(REQUIREMENT A):
Return the passage of the transcript about John Bolton's manuscript from "TAPPER: All classified" to "book right now.", copied word for word.
(REQUIREMENT B):
In the transcript about John Bolton's manuscript, which official at the National Security Council sent the letter?

(READING PASSAGE):

──────────────────────────────

The letter goes on to say, under federal law and the non-disclosure agreements your client signed is a condition for gaining access to classified information may not be published or otherwise disclosed without the deletion of this classified information.
The letter from the senior director for records access and information security management at the National Security Council goes on to say that Bolton's manuscript remains under review. In order for us to do our best to assist your client by identifying the classified information within the manuscript while at the same ensuring that publication does not harm the national security of the United States.
It goes on. But it's a clear letter stating your book, the manuscript contains national security classified information, classified information, information that could cause grave harm to the national security of the United States. In addition, Bolton signed a non- disclosure agreement. And under that those statutes under those agreements, the manuscript may not be published without this information deleted.
BLITZER: And normally in a situation like this when a former official writes a book and they're required to submit it to reveal, make sure top secret information isn't released, they then go through the process of deleting certain things or rewriting to make sure that top secret national security secrets aren't included. I assume the lawyers for John Bolton will now go back and say, well, show us where he has top secret information and we will discuss.
TAPPER: All classified information. I mean, John Bolton, this letter -- I mean, sorry, John King, this letter to John Bolton's attorney is basically saying, you can't publish this book right now.
JOHN KING, CNN CHIEF NATIONAL CORRESPONDENT: And so now, you have a dispute. As Wolf says, in a normal environment, there would be a meeting. John Bolton could go to the White House with his attorneys, they could sit down with the national security team, saying what they talked about (ph). John Bolton has done this for 30 years. He is on the record saying there's nothing classified in here.
Now, that doesn't mean he's absolutely right but also remember the president has the power to classify things, so this could be coming the rear-view mirror kind of thing. You want to talk about my conversations with Erdogan or with President Xi, even if John Bolton thinks he has written it in a way that's not classified, the president can have a disagreement here.

──────────────────────────────

(SUPPLIED RECORDS):
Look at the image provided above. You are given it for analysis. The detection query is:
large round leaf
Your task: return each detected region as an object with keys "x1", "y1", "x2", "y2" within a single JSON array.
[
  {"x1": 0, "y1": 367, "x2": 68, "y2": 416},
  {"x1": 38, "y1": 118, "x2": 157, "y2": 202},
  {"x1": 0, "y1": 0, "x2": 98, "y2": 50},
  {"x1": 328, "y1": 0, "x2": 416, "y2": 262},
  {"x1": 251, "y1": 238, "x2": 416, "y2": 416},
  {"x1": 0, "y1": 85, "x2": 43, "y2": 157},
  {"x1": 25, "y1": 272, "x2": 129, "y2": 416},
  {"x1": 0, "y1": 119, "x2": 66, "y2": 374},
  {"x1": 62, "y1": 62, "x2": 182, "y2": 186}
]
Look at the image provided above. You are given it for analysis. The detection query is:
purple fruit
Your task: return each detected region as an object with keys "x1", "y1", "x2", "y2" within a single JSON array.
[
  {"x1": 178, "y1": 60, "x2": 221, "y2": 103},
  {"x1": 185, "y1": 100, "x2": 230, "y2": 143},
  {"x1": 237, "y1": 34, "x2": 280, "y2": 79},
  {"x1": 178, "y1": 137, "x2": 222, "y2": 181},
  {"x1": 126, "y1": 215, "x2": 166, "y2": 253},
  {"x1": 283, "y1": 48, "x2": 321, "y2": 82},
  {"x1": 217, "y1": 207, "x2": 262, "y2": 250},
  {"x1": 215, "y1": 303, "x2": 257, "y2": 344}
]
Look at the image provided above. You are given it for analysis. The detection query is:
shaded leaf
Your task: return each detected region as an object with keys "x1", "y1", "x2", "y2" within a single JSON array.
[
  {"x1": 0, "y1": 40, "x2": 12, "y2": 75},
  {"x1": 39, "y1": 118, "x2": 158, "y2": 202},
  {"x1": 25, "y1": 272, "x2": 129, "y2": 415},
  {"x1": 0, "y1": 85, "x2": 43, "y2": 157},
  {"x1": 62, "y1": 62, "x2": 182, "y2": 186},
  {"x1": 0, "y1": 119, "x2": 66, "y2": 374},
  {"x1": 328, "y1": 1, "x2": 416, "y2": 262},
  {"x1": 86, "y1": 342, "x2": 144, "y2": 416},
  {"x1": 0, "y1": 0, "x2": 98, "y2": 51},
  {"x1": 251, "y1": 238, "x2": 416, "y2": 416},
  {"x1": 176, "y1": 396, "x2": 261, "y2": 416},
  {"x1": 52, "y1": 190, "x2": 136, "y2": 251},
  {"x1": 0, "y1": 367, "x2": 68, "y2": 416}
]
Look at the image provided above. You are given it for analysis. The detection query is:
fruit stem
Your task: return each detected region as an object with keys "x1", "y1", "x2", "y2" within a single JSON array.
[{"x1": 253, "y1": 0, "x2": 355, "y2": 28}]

──────────────────────────────

(TASK RESULT A):
TAPPER: All classified information. I mean, John Bolton, this letter -- I mean, sorry, John King, this letter to John Bolton's attorney is basically saying, you can't publish this book right now.

(TASK RESULT B):
The senior director for records access and information security management at the National Security Council sent it.